**TRAVAIL À FAIRE**
Combien de lignes des items ci-dessous contiennent la chaîne « helmet », en tenant compte des majuscules et minuscules ? Donnez seulement ce nombre.

**DONNÉES DE DÉPART**

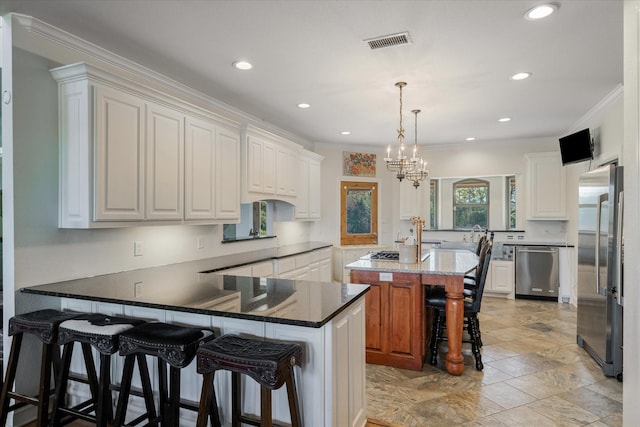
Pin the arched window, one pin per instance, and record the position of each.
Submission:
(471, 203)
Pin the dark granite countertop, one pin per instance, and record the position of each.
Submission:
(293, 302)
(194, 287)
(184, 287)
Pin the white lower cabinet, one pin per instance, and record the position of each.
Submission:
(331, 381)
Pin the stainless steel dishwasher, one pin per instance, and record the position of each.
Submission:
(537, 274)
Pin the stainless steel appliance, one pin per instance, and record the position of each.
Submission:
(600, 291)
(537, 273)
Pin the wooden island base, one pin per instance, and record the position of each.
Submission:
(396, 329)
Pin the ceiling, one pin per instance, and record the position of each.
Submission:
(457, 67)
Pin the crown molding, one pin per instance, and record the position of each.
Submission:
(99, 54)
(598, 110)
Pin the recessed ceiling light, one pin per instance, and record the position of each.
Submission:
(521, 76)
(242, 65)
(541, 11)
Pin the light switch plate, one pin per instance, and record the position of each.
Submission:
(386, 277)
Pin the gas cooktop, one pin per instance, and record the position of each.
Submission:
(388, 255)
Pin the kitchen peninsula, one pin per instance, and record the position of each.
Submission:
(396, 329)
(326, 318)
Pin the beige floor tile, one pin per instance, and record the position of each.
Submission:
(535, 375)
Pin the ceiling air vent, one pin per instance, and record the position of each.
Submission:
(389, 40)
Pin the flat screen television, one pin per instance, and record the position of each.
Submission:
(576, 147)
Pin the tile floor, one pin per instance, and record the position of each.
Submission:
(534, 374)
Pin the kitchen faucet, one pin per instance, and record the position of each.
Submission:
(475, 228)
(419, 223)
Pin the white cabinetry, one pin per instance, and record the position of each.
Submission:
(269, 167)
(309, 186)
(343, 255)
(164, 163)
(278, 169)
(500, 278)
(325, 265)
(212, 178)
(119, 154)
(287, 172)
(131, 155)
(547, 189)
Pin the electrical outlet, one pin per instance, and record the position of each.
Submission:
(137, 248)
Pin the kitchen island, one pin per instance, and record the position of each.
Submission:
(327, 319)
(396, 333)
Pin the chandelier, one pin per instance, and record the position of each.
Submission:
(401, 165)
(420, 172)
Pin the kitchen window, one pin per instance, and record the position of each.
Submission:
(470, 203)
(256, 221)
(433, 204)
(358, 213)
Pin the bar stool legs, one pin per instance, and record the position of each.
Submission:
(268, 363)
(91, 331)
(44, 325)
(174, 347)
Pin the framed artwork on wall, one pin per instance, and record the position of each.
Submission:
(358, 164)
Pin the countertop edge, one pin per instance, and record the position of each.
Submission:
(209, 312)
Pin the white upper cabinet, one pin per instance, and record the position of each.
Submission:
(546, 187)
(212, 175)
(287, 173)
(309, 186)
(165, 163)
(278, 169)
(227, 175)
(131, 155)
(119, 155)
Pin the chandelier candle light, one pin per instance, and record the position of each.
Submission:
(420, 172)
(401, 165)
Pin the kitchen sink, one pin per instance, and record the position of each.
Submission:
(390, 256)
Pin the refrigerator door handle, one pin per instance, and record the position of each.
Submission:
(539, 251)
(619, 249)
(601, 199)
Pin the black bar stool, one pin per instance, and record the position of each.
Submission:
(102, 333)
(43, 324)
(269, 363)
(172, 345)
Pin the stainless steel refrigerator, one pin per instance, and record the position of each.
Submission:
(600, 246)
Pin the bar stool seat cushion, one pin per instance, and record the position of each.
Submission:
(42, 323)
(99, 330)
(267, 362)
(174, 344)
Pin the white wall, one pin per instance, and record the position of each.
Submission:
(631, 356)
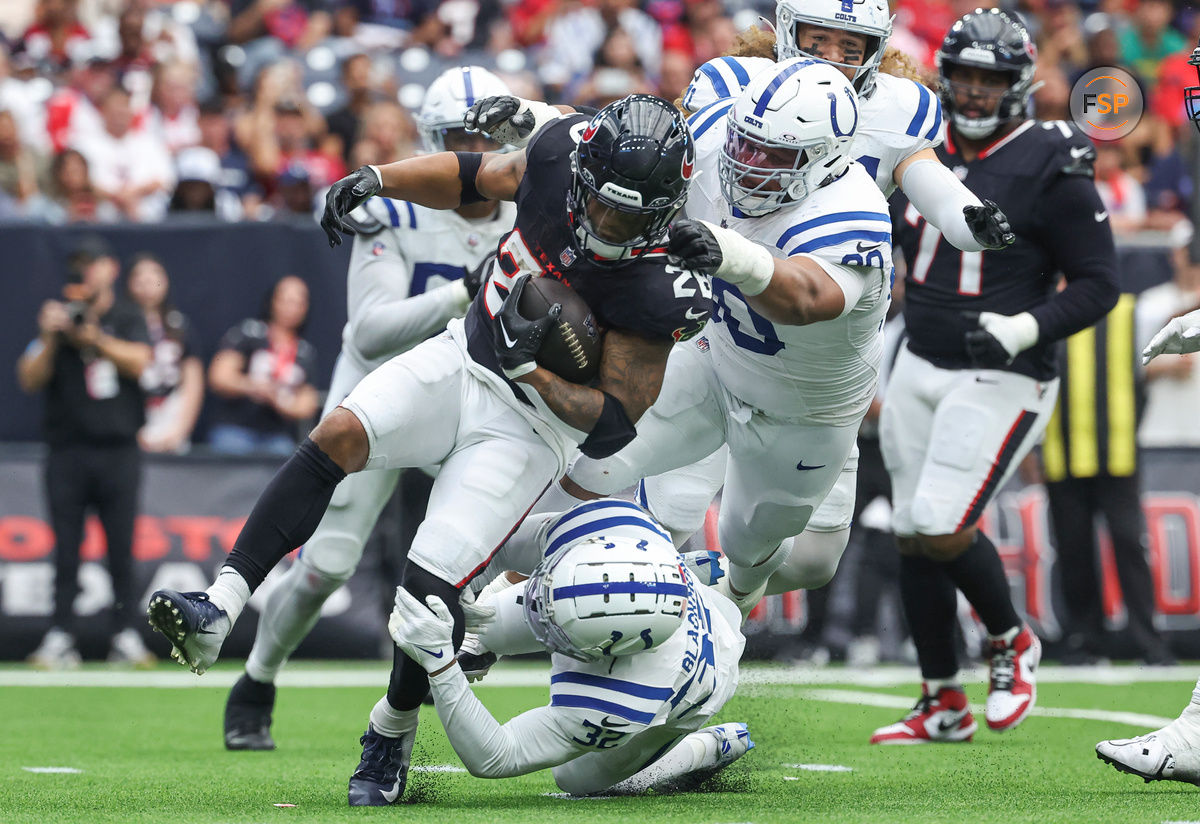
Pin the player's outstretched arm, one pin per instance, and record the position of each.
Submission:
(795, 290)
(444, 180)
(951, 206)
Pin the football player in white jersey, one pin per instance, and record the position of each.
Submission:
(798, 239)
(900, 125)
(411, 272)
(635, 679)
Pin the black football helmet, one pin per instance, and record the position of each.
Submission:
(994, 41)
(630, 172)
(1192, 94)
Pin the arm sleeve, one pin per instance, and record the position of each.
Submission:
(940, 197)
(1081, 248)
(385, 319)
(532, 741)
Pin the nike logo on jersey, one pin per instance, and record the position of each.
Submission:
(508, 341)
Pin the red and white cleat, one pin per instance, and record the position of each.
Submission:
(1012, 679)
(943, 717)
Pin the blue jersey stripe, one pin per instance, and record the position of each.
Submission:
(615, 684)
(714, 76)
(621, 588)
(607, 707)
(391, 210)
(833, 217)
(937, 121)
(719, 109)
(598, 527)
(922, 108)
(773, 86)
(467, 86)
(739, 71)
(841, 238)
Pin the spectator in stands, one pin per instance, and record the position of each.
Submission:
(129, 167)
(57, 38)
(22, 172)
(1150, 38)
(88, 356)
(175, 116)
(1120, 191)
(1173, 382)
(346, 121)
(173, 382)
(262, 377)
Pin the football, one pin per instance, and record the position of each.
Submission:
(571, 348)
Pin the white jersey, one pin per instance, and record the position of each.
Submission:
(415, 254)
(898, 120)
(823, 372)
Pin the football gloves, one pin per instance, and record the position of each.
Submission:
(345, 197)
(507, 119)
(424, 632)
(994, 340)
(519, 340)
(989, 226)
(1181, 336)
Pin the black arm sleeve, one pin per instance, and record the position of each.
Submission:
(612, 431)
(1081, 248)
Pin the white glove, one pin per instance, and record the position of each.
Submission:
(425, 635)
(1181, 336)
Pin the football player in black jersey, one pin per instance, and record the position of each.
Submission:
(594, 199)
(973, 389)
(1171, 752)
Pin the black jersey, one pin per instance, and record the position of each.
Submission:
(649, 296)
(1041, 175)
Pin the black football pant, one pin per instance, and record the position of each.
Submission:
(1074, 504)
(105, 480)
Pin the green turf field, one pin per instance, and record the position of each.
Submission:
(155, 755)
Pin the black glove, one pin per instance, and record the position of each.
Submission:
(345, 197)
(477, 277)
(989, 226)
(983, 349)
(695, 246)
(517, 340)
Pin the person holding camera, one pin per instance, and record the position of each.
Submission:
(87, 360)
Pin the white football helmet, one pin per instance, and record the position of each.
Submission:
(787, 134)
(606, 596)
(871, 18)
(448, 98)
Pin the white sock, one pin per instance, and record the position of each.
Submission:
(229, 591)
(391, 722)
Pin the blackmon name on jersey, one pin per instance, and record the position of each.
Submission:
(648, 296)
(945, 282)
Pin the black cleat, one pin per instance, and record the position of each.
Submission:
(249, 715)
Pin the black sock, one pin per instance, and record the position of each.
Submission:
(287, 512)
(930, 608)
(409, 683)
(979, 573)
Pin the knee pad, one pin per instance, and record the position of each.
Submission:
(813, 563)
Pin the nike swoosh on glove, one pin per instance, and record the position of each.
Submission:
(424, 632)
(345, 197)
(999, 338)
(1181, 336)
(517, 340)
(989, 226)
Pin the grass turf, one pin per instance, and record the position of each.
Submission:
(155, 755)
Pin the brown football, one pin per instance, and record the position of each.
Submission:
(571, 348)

==

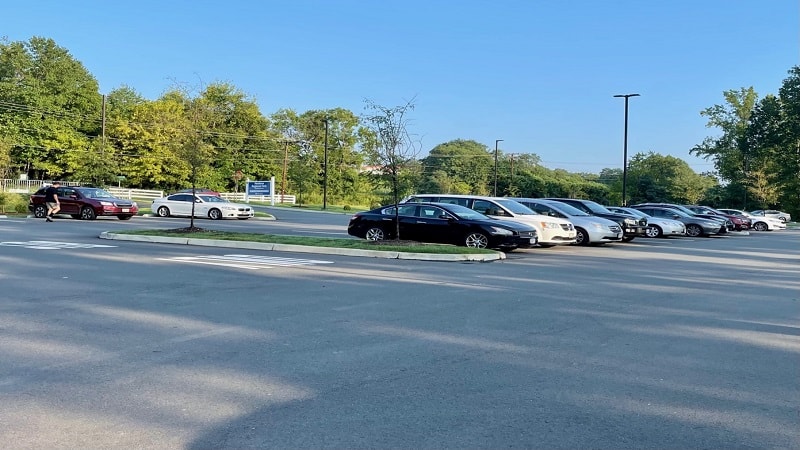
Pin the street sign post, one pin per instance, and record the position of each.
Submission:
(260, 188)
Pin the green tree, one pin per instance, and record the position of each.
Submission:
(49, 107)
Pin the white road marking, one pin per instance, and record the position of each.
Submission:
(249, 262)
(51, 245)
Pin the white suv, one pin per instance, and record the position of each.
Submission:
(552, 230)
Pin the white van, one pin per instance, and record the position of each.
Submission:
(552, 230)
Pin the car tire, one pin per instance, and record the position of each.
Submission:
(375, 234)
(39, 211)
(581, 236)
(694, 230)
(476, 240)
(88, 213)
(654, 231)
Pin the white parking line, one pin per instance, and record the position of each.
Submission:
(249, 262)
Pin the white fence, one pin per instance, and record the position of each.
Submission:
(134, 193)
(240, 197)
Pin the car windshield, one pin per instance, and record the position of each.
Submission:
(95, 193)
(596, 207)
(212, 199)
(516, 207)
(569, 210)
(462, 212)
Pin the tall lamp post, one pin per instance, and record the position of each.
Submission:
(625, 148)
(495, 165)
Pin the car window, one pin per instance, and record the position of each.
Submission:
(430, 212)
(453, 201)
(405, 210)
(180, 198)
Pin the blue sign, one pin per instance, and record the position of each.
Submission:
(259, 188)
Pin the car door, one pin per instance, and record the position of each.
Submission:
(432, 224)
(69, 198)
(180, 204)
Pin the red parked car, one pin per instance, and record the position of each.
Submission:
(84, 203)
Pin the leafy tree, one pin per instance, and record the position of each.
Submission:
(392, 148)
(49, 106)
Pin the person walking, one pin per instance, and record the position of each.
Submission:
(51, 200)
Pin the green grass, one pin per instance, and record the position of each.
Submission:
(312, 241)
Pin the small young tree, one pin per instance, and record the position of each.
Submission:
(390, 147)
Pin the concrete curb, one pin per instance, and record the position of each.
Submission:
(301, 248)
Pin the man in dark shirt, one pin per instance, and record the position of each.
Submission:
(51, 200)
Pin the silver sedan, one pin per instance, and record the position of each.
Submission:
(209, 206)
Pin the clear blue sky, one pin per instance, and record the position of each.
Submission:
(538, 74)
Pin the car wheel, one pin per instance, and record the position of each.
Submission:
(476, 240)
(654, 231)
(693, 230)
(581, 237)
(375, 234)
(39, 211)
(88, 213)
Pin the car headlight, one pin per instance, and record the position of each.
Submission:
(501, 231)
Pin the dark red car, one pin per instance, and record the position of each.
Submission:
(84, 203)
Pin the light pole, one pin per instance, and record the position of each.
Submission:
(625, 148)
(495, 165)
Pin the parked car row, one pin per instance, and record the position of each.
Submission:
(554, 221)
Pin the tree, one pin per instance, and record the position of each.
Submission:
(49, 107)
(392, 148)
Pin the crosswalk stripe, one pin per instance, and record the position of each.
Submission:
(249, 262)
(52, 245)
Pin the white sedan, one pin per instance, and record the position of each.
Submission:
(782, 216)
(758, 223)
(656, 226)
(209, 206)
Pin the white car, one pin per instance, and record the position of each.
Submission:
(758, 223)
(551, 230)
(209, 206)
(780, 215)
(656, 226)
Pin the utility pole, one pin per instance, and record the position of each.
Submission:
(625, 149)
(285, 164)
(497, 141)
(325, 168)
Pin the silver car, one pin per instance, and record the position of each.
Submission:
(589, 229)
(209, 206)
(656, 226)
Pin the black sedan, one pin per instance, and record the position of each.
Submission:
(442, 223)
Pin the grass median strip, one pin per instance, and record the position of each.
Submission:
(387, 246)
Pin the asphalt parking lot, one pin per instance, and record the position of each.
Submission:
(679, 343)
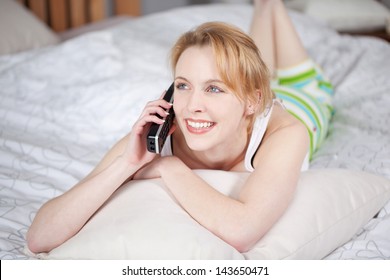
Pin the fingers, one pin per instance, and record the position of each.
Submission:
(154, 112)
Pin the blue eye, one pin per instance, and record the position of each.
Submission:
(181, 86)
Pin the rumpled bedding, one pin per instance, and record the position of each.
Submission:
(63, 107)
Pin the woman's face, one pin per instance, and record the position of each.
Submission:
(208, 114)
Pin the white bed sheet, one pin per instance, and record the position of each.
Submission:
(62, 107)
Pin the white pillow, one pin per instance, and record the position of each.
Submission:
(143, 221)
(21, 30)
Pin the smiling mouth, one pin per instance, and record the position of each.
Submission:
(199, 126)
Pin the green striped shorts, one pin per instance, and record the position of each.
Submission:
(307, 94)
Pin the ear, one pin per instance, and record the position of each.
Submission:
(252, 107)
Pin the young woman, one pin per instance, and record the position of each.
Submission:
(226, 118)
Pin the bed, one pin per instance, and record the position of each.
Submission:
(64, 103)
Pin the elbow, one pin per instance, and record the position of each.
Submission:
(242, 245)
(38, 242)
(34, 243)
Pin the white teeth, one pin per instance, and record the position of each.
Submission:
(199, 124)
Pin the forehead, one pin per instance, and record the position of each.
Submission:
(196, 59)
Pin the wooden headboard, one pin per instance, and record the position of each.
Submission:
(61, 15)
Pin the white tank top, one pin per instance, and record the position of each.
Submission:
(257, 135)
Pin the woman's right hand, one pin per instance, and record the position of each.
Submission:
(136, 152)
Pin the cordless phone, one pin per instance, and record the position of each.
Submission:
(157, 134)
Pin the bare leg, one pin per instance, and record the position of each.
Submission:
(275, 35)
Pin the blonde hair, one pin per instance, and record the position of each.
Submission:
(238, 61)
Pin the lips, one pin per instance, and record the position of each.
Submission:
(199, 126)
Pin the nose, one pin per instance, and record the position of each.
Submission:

**EXERCICE TERMINÉ**
2